PROBLEM STATEMENT
Nothing in the data may change. Copy all of it exactly.

Point-per-instance localization data
========
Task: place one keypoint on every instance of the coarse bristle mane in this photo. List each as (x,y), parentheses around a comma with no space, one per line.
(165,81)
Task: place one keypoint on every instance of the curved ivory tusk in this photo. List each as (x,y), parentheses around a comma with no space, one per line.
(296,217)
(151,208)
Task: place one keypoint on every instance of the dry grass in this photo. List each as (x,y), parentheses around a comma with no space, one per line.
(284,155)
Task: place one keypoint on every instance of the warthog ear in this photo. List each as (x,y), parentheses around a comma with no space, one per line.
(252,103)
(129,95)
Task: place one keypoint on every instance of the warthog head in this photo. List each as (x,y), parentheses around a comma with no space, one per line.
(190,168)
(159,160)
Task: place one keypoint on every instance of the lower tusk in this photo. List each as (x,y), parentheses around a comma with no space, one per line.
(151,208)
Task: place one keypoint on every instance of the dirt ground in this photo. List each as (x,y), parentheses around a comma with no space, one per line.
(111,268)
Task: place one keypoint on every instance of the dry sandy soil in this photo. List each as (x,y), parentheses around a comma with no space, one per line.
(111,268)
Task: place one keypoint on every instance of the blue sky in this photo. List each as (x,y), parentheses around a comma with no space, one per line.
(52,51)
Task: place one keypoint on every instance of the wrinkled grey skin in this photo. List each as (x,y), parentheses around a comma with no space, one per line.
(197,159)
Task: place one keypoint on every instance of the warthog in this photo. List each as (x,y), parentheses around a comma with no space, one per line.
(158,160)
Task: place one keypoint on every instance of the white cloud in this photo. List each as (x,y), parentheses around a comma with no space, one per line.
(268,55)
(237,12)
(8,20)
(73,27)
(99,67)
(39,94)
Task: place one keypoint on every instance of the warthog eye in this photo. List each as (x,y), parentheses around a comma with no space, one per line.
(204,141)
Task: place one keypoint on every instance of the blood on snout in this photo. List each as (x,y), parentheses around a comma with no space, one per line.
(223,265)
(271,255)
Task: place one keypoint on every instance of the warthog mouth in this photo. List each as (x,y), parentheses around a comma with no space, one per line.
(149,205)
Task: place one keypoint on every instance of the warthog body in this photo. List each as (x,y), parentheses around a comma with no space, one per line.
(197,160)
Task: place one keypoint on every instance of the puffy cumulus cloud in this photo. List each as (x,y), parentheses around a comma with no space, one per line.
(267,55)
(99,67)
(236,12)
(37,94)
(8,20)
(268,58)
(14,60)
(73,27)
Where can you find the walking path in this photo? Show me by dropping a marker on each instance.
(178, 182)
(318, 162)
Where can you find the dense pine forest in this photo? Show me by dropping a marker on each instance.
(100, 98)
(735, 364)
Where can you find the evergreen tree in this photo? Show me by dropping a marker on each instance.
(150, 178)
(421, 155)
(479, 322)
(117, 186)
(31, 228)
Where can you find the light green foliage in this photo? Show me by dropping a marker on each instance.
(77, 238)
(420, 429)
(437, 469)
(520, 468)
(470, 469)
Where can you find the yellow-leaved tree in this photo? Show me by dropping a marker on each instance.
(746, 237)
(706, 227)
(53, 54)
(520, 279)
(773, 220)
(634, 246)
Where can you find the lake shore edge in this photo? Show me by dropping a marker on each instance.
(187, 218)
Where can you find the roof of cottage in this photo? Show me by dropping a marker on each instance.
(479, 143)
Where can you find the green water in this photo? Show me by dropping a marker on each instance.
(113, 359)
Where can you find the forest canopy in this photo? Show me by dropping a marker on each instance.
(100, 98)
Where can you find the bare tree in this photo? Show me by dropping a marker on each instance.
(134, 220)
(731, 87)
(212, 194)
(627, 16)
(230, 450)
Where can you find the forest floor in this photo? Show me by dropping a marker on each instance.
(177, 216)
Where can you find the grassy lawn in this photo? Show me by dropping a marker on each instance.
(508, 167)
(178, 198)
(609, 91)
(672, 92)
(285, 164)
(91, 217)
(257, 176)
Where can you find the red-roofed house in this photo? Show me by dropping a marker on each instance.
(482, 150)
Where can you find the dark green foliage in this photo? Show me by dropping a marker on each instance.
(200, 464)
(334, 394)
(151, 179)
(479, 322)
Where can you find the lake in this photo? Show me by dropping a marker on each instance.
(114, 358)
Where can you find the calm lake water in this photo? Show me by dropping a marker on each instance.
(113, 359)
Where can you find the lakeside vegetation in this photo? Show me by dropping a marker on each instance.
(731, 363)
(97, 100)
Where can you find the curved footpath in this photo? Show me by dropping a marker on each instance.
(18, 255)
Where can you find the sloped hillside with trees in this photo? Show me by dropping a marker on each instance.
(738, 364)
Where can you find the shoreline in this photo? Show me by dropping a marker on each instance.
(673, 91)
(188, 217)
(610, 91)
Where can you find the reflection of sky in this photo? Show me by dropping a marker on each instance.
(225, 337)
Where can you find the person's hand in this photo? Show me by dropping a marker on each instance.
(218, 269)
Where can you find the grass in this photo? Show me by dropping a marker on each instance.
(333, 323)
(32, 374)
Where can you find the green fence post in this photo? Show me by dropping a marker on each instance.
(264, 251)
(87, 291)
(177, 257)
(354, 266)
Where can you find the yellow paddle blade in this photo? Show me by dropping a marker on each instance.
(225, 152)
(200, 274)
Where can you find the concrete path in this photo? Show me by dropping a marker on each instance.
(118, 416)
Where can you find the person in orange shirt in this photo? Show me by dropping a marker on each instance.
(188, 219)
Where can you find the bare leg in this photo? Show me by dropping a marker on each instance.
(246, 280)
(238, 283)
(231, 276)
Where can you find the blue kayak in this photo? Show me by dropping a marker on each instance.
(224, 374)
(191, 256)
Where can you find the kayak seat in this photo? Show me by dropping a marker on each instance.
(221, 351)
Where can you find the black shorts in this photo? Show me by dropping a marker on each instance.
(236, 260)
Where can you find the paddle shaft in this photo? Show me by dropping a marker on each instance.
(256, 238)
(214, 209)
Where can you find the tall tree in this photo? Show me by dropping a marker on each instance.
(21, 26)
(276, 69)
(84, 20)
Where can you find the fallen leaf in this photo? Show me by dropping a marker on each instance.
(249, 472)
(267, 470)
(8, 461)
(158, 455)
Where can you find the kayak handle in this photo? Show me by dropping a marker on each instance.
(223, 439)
========
WRITTEN ANSWER
Task: place one keypoint on every instance of the coarse bristle mane in this photo. List each as (x,y), parentheses around a comma with no space, one per line.
(165,81)
Task: place one keypoint on every instance of the curved ivory tusk in this photo. List each as (x,y), parentheses around a comma with no space, one per line.
(296,217)
(151,208)
Task: place one keypoint on every instance of the dry grass in this photo. List each as (x,y), parentheses around a comma with no space, one per line.
(284,155)
Task: place one keypoint on every instance of the warthog ear in this photo. List each as (x,y), parentheses around a comma with no space, one per line.
(252,103)
(129,95)
Task: place one keypoint on every instance of the warthog head in this photo. List each as (x,y), parentheses around a comma with no space, one per line.
(190,168)
(159,160)
Task: place one keypoint on every instance of the lower tusk in this photo. List each as (x,y), parentheses around a comma with no space, one per line.
(151,208)
Task: place one keypoint on every instance of the dirt ground in this photo. List each as (x,y), parentheses around a comma with no space, one per line.
(111,268)
Task: place one keypoint on every instance of the dry sandy soil in this photo. List each as (x,y), parentheses around a comma with no space, one per line.
(111,268)
Task: place one keypoint on every instance of the blue sky in this photo. List each as (x,y), parentheses around a comma with no space, one per line.
(52,51)
Task: place one keypoint on every instance of the wrinkled grey skin in this photo. List each as (x,y), parentheses around a comma with no space, one per line.
(197,159)
Task: place one keypoint on every instance of the warthog in this photo. List each as (x,y), parentheses around a comma with no space, one per line.
(158,160)
Task: place one keypoint on every instance of the white cloud in this photo. List each as (x,y), parentheses around a comma with no space, one per line.
(268,55)
(237,12)
(8,20)
(73,27)
(99,67)
(39,94)
Task: place one keypoint on every instance of the warthog eye in this photo. List each as (x,y), parentheses around a comma with no space, one per line.
(204,141)
Task: place one keypoint on every instance of the blood on snout in this photo. List each as (x,y), parentheses around a comma with no space, one per line.
(223,265)
(271,255)
Task: place one keypoint on every instance of the warthog mouth in this photo. List each as (x,y), parentheses around a comma with no space, one per line.
(149,205)
Task: place one keypoint on every instance of the warthog body in this photo. List each as (x,y), parentheses around a comma with no space, one per line.
(197,160)
Task: place one keypoint on every instance of the puffy cumulus cloud in this photo. List each as (x,y), parentheses around a comma with no space, one per line.
(267,55)
(99,67)
(236,12)
(37,94)
(8,20)
(268,58)
(14,60)
(73,27)
Where can you find the walking path in this photo? Show me by dropping a marker on each instance.
(178, 182)
(318, 162)
Where can you find the dense pine forest in this photo? Show me by dropping a marker on each instance.
(100, 98)
(735, 364)
Where can you find the evergreen tree in this photo? Show me by dropping a marker on each instance.
(150, 178)
(421, 155)
(479, 322)
(117, 186)
(31, 228)
Where can you find the light green foliage in this photo? Show me by dropping a marker on each instance.
(77, 238)
(420, 429)
(437, 469)
(520, 468)
(470, 469)
Where can you find the yellow-leaved tree in this photo? Show me by dropping a marker on each instance.
(746, 237)
(706, 227)
(53, 54)
(520, 279)
(773, 220)
(634, 246)
Where can you find the lake shore edge in this photo? Show me by dropping a marker on each instance.
(187, 218)
Where can you find the roof of cottage in this photo? Show me by dropping a marker on each instance.
(479, 143)
Where can you find the green water in this photo? Show me by dropping a marker on each instance.
(113, 359)
Where can you find the forest canopy in this photo? Show me by dropping a marker on each instance.
(100, 98)
Where can you find the bare tree in this photo? Show me by dropping a marker on each instance.
(134, 220)
(731, 87)
(212, 194)
(627, 16)
(230, 450)
Where can you find the forest floor in this photo? Show me by dropping a marker on each instance.
(177, 216)
Where can you find the grassy lawn in this photo? Show me by dropping a marker on each instance.
(508, 167)
(178, 198)
(609, 91)
(672, 92)
(285, 164)
(91, 217)
(257, 176)
Where can you find the red-roofed house in this photo? Show me by dropping a marker on each instance.
(482, 150)
Where can you find the dark green foliage in this photo? Show me by dropping a marker on each instance.
(200, 464)
(334, 394)
(151, 179)
(479, 322)
Where can you find the lake in this photo? Show me by dropping a marker on each instance.
(114, 358)
Where can you find the calm lake water in this photo? Show me by dropping a marker on each instance.
(113, 359)
Where can you find the lakeside vegetation in this photo? Show me by dropping a marker on each instance.
(731, 363)
(97, 100)
Where can you find the curved footpath in this photo? Show me by dropping a marker on each instance.
(18, 255)
Where can you find the sloped hillside with trees in this photo? Show me by dropping a marker on each instance.
(738, 364)
Where can you find the shoreline in this photo? Show me by dropping a marker on each instance.
(673, 91)
(188, 217)
(610, 91)
Where can you find the reflection of sky in this photo? Show me by dropping a marker on each instance.
(225, 337)
Where can you find the person's hand in this photo? Show me by dropping a marker on each instance.
(218, 269)
Where can you find the grass in this photo? Show me by dropping a marker on each instance.
(333, 323)
(32, 374)
Where can you find the green fence post in this photo? Show me by dropping a marker on each instance.
(264, 251)
(87, 291)
(177, 257)
(354, 266)
Where can you find the yellow paddle blade in this photo? Show me by dropping a marker on each instance.
(225, 152)
(200, 274)
Where can you find the concrete path in this photo? Show me by dropping a marker on each instance.
(118, 416)
Where can you find the person in orange shirt in this photo? Show me by dropping a marker on each instance.
(188, 219)
Where can you find the bare leg in this photo? Show me by dropping a marker on each instance.
(246, 280)
(238, 283)
(231, 276)
Where can you find the blue kayak in this photo? Show me by dropping a marker on each instance.
(224, 374)
(191, 256)
Where can you find the kayak seat in this photo? Show me by dropping a marker on each instance.
(221, 351)
Where can you find the black shorts in this photo? Show me by dropping a marker on each instance.
(236, 260)
Where can you find the paddle shaft in this photo? Show me by dropping a marker on each instance.
(256, 238)
(214, 209)
Where can you find the tall tree in this photo? Show me by dropping a marker on each instance.
(21, 26)
(276, 69)
(84, 20)
Where can you find the fallen leaf in this photo? Show me by dropping a marker on each instance.
(249, 472)
(267, 470)
(8, 461)
(158, 455)
Where can you find the kayak handle in this photo? Show me by dropping a marker on each instance.
(223, 439)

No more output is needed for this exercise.